▶ _DIRECTIONS_: Return each of the items below without changing a single character.
-- Start SUPPLIED INFORMATION --
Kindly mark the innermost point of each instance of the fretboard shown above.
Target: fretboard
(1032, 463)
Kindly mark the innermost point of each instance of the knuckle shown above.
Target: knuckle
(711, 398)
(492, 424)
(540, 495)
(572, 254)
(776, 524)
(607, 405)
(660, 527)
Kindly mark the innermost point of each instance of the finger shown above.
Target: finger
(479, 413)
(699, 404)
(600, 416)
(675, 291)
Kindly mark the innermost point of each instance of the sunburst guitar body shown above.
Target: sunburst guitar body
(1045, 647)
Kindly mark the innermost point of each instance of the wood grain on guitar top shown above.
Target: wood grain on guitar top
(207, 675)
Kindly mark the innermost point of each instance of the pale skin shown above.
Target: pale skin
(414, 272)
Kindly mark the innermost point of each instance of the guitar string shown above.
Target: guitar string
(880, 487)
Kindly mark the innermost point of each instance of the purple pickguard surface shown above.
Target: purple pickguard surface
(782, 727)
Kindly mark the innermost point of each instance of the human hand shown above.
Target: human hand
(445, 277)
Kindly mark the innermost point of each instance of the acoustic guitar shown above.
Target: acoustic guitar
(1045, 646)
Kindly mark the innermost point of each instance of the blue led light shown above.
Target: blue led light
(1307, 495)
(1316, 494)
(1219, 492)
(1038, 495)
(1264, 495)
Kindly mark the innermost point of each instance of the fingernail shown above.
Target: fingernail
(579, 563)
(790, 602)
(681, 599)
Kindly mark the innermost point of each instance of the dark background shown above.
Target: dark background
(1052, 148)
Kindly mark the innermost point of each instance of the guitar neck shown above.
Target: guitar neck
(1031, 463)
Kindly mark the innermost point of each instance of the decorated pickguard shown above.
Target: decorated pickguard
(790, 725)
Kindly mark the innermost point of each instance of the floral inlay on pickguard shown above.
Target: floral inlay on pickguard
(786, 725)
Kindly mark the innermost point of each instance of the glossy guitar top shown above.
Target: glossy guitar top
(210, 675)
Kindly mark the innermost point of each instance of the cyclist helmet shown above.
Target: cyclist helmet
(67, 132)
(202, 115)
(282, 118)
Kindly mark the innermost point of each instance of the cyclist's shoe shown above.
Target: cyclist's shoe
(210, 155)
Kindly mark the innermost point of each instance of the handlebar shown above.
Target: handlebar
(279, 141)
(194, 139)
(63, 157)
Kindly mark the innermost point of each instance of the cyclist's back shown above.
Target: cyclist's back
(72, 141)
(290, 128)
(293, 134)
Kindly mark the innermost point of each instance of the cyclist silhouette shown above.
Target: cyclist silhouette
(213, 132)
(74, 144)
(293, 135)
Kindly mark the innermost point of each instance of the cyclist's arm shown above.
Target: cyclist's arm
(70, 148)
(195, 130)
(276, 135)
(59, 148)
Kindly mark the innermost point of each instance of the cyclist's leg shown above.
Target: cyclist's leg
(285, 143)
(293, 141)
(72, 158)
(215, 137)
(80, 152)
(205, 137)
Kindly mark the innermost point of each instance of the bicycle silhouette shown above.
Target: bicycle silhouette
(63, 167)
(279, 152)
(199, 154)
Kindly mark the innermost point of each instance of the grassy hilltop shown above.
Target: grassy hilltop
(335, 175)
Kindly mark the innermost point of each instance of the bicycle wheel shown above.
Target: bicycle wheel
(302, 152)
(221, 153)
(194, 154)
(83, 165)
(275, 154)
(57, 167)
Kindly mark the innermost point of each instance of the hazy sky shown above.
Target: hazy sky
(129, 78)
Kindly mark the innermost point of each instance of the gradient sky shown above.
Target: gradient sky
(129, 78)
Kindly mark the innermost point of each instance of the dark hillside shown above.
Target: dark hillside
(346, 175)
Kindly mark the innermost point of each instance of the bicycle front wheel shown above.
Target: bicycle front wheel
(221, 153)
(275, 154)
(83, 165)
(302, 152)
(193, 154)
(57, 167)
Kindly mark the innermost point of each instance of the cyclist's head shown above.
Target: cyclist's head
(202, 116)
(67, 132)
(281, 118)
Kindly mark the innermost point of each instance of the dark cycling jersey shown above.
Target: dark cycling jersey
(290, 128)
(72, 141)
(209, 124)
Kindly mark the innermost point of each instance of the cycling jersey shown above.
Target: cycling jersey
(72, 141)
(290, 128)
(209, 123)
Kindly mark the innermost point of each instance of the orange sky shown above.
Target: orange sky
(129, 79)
-- End SUPPLIED INFORMATION --
▶ _ANSWER_:
Kindly mark the innermost point of each instance of the fretboard shown above.
Target: fretboard
(1032, 463)
Kindly mark the innermost point of each instance of the knuckle shown above.
Target: knuckle
(711, 398)
(492, 424)
(540, 495)
(572, 254)
(776, 524)
(607, 405)
(660, 527)
Kindly mark the innermost point of each instance of the finger shown above.
Target: finger
(479, 413)
(699, 404)
(600, 416)
(675, 291)
Kindly mark the innermost point of each instance of the sunburst guitar body shown above.
Target: sunburst guitar body
(1045, 647)
Kindly mark the innermost point of each instance of the wood grain on guitar top shown above.
Target: wood grain on guitar top
(207, 675)
Kindly mark the innermost point of each instance of the pale skin shown above.
Target: pale skin
(414, 272)
Kindly mark the innermost point of each instance of the guitar string shown above.
Target: guitar string
(880, 487)
Kindly mark the innermost point of each instance of the purple pickguard surface shown above.
Target: purple pickguard surface
(782, 727)
Kindly mark the innermost point of each instance of the human hand shown above.
Target: human hand
(445, 277)
Kindly mark the innermost point of each instance of the acoustic guitar shown above.
Target: acoustic guitar
(1045, 646)
Kindly mark the innermost point of each instance of the blue led light shown above.
Target: blue led light
(1307, 495)
(1316, 494)
(1219, 492)
(1038, 495)
(1264, 495)
Kindly mark the innermost point of each instance of the fingernail shown above.
Target: fingernail
(579, 563)
(790, 602)
(681, 599)
Kindly mark the innermost point of each instance of the dark background shown above.
Target: dark background
(1052, 148)
Kindly mark the innermost point of each instance of the guitar neck shown above.
Target: guitar neck
(1031, 463)
Kindly mark the innermost point of each instance of the decorated pickguard shown above.
Target: decorated pickguard
(790, 725)
Kindly mark the innermost point of each instance of the floral inlay on pickguard shown above.
Target: floral inlay on pickguard
(786, 725)
Kindly mark the innermost point of each instance of the glossy guitar top shown above.
Target: glossy guitar top
(210, 675)
Kindly mark the innermost point of each instance of the cyclist helmet shown above.
Target: cyclist helmet
(67, 132)
(202, 115)
(282, 118)
Kindly mark the innermost point of each instance of the cyclist's shoe shown above.
Target: cyclist's shoe
(210, 155)
Kindly mark the innermost point of each instance of the handlebar shown above.
Target: handlebar
(279, 141)
(194, 139)
(63, 157)
Kindly mark the innermost point of each instance of the cyclist's back shown above.
Target: cyclist's back
(72, 141)
(290, 128)
(293, 134)
Kindly mark the innermost point of each instance of the cyclist silhouette shown above.
Target: cyclist silhouette
(213, 132)
(74, 144)
(293, 135)
Kindly mark the innermost point of each instance of the cyclist's arm shown above.
Target: cyclist's arm
(70, 148)
(195, 130)
(276, 135)
(59, 148)
Kindly mark the innermost point of each instance of the cyclist's leg shown above.
Target: cyclist's leg
(285, 143)
(293, 141)
(72, 158)
(215, 137)
(80, 152)
(205, 137)
Kindly mark the innermost point of each instance of the bicycle silhouette shown above.
Target: bicycle silhouette
(63, 167)
(279, 152)
(199, 154)
Kindly mark the innermost point of each instance of the grassy hilltop shown above.
Target: grassy hilltop
(335, 175)
Kindly mark the innermost point of each instance of the bicycle wheel shown above.
Target: bicycle wheel
(302, 152)
(221, 153)
(194, 154)
(83, 165)
(275, 154)
(57, 167)
Kindly mark the innermost point of each instance of the hazy sky shown above.
Target: hazy sky
(129, 78)
Kindly mark the innermost point of each instance of the gradient sky shown above.
Target: gradient sky
(129, 78)
Kindly mark the innermost point of each instance of the dark hillside shown above.
Target: dark hillside
(346, 175)
Kindly mark the innermost point of each instance of the bicycle front wheel shown above.
Target: bicycle front wheel
(221, 153)
(275, 154)
(83, 165)
(302, 152)
(193, 154)
(57, 167)
Kindly mark the innermost point of each instance of the cyclist's head shown above.
Target: cyclist's head
(202, 116)
(67, 132)
(281, 118)
Kindly mark the innermost point of each instance of the dark cycling jersey shown above.
Target: dark cycling jersey
(290, 128)
(72, 141)
(209, 124)
Kindly mark the innermost point of each instance of the cycling jersey shown above.
Target: cycling jersey
(72, 141)
(290, 128)
(209, 123)
Kindly mark the innermost point of each instance of the orange sky shown above.
Target: orange sky
(129, 79)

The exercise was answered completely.